** DIRECTION **
Leaving out the pictures, retype all the material exactly.

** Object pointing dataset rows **

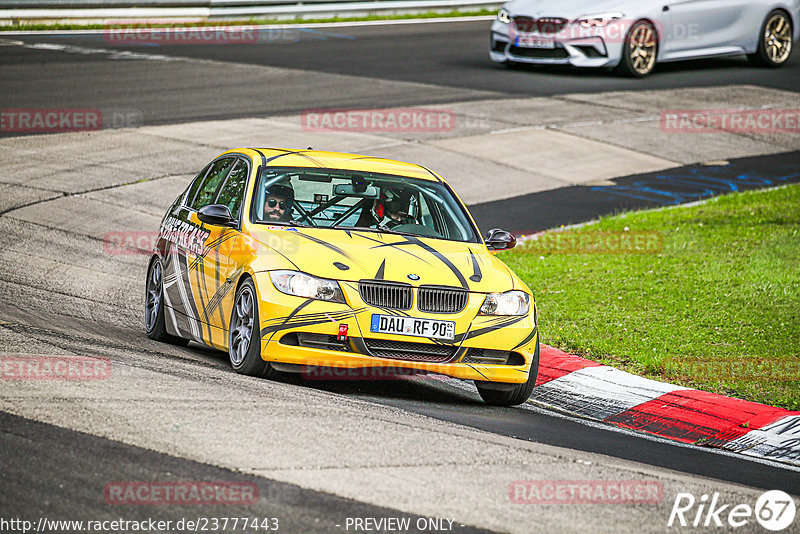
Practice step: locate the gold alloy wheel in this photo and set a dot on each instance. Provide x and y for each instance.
(778, 38)
(642, 47)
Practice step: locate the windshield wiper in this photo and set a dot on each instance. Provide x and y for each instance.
(284, 223)
(379, 230)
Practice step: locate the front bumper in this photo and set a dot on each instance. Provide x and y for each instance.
(300, 331)
(572, 47)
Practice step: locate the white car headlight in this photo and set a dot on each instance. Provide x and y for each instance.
(599, 20)
(508, 303)
(503, 16)
(305, 285)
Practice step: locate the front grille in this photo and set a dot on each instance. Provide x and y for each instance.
(402, 350)
(438, 299)
(539, 53)
(489, 356)
(498, 46)
(544, 25)
(493, 357)
(315, 341)
(392, 295)
(590, 51)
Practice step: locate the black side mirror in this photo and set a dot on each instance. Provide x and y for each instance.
(216, 214)
(497, 239)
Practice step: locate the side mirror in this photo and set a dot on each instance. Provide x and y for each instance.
(497, 239)
(216, 214)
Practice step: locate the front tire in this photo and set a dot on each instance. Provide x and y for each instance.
(519, 394)
(244, 335)
(639, 51)
(154, 322)
(774, 41)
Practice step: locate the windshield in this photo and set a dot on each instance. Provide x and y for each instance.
(331, 198)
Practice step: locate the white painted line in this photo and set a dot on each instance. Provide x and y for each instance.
(779, 440)
(548, 411)
(600, 392)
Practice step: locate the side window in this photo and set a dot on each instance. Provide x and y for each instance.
(208, 191)
(196, 184)
(232, 193)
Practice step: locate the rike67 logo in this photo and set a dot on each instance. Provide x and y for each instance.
(774, 510)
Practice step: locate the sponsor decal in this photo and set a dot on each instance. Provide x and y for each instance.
(184, 234)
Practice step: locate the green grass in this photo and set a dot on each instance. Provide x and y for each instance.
(249, 22)
(717, 308)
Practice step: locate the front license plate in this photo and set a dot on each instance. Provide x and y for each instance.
(412, 326)
(529, 41)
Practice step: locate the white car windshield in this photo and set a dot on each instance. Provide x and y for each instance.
(332, 198)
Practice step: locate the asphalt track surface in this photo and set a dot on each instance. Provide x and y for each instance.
(577, 204)
(182, 91)
(38, 458)
(433, 62)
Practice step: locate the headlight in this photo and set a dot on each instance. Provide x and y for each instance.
(599, 20)
(305, 285)
(508, 303)
(503, 16)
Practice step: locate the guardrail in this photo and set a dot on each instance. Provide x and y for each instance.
(14, 12)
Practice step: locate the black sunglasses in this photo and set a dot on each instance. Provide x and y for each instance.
(272, 203)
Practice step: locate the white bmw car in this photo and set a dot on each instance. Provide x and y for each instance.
(634, 35)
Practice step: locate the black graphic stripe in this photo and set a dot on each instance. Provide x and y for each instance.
(477, 275)
(398, 245)
(527, 339)
(488, 329)
(381, 270)
(327, 245)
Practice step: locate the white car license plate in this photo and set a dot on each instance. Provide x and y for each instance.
(531, 41)
(413, 326)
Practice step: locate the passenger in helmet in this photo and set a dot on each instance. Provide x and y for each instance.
(392, 208)
(278, 202)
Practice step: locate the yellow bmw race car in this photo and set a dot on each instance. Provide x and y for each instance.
(299, 259)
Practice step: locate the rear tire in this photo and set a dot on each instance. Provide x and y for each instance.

** EXERCISE SOLUTION **
Practice step: locate the gold alloy wheel in this photo and set a dot on each instance. Provide x and y for each instance.
(778, 38)
(642, 47)
Practice step: locate the windshield wiper in this photo and set a dot on each instance. Provide x and y for each instance.
(284, 223)
(379, 230)
Practice step: locate the front bumper in this photo and set a dot on each instance. Provide x and y for each instance.
(300, 331)
(572, 47)
Practice step: locate the white car headlight in this photo and set a dot on each instance. Provide x and y for each instance.
(599, 20)
(508, 303)
(503, 16)
(305, 285)
Practice step: locate the front grille in this photo and set a dot on each instance. Provide x and y for each instance.
(402, 350)
(438, 299)
(539, 53)
(489, 356)
(498, 46)
(544, 25)
(493, 357)
(315, 341)
(392, 295)
(590, 51)
Practice step: locate the black side mirror in this photo and set a dot on each instance. Provide x and y for each instance.
(216, 214)
(497, 239)
Practice step: locate the side mirror in this photo and set a dot on each instance. Provide x and y for each instance.
(497, 239)
(216, 214)
Practice step: locate the front tire in this photo and set a dot on each instance. Provide x and y for each instance.
(519, 394)
(244, 335)
(639, 51)
(154, 322)
(774, 41)
Practice step: locate the windshield in this photo and set a dot on each instance. Provide x and y for each instance.
(331, 198)
Practice step: locate the white painted line in this photo and set a dot on each instance. Provide x and y for each instance.
(779, 440)
(548, 411)
(600, 392)
Practice step: locate the side window in this photo and set a dot on each instance. Provide x and y for each instance.
(208, 191)
(196, 184)
(232, 193)
Practice step: locate the rike67 logo in this photo and set a dot on each instance. Provide x and y for each instance.
(774, 510)
Practice step: locate the sponsor decal in this photo and set a dot on each instance. Provide x and y for each instance.
(184, 234)
Practice step: locate the green grass in this photo and set a dot on each instance. Provide x and y for each instance.
(249, 22)
(717, 308)
Practice step: locate the front license plate in this photo and set a dot on each instance. Provide x and y for each instance.
(412, 326)
(529, 41)
Practice step: locate the white car windshield in this photo and set a dot on each instance. Provide x and y for each instance.
(332, 198)
Practice step: locate the asphalt track surface in this photo and set a dot on each instance. Provide x and y for each instance.
(577, 204)
(182, 91)
(38, 458)
(433, 62)
Practice step: locate the headlight in this photo and set a dot on each instance. Provide x and y for each instance.
(599, 20)
(305, 285)
(508, 303)
(503, 16)
Practice step: locate the guardrail in this photo and set a dot on each instance. Provide x and y for each instance.
(14, 12)
Practice step: locate the black sunglasses in this photo and set a dot on each instance. Provide x and y for each instance.
(272, 203)
Practice step: locate the white bmw car in this photo and set a dot on each instance. Provide x and y for each instance.
(634, 35)
Practice step: locate the black graphic stripe in this photo and set a dot on each instance. Provide x and y for each instance.
(477, 275)
(398, 245)
(527, 339)
(488, 329)
(381, 270)
(327, 245)
Practice step: locate the white car license plate in this photo and set a dot on each instance. Provide x and y for each instance.
(531, 41)
(413, 326)
Practice step: locate the passenger in helmet in this photo and set a dot on each instance. Provide x and y for each instance.
(392, 208)
(278, 202)
Practice step: locate the yellow bmw race car in this photo and set a dot on each instance. Provide x and y for each instance.
(299, 259)
Practice step: locate the rear tire in this photo and set a dot on each instance. Provide x and y for each instance.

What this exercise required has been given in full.